ENTRIES PROVIDED: Begin
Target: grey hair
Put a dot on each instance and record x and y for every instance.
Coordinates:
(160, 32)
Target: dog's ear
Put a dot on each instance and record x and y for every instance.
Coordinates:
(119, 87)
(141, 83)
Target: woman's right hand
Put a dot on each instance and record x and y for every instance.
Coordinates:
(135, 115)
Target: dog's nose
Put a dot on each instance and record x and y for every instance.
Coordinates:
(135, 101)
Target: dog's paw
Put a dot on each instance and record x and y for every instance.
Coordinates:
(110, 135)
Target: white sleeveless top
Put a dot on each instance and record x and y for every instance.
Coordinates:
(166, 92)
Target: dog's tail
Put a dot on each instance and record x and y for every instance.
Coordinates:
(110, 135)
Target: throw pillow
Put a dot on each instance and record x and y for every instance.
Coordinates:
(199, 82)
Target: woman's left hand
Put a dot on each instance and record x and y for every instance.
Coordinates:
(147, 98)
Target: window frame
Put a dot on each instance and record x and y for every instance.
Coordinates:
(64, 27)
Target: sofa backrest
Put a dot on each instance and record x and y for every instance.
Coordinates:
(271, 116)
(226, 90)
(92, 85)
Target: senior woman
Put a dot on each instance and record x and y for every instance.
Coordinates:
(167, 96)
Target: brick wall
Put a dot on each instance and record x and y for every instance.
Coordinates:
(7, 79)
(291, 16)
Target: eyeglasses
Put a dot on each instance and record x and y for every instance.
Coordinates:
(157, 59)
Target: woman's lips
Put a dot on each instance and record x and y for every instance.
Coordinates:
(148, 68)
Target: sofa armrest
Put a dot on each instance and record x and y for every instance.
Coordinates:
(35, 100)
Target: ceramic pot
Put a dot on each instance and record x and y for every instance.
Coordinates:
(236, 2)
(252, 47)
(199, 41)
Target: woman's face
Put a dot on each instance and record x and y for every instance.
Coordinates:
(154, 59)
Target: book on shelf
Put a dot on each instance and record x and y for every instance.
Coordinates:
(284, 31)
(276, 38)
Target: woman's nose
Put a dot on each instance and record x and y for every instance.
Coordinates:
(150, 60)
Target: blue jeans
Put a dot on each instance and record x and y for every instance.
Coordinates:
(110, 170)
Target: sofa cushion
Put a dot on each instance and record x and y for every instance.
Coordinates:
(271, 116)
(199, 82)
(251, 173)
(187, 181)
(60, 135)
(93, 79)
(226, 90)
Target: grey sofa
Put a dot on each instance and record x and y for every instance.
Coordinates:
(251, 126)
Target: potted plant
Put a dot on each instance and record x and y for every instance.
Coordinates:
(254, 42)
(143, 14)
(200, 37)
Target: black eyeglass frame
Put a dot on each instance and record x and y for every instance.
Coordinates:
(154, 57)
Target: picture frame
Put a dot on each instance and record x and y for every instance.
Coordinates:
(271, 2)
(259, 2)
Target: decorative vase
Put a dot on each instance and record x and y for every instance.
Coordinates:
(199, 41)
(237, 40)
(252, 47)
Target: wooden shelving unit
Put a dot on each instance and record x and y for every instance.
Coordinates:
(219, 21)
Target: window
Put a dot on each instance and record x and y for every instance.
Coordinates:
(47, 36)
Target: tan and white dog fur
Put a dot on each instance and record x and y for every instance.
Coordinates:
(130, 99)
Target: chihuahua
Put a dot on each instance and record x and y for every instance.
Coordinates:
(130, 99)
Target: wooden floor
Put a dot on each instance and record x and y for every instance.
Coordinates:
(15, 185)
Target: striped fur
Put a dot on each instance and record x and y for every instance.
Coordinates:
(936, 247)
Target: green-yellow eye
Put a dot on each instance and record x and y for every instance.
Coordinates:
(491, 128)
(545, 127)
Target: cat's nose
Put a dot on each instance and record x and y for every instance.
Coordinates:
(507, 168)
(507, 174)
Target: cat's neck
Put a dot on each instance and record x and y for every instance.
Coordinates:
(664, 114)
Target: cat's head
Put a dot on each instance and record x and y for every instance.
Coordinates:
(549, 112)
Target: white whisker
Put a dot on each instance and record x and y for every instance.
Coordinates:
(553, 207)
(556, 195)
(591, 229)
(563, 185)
ENTRIES PROVIDED: End
(PROBLEM)
Copy every line from the records above that contains the string "hand".

(RESULT OF THE TASK)
Target: woman's right hand
Target: woman's left hand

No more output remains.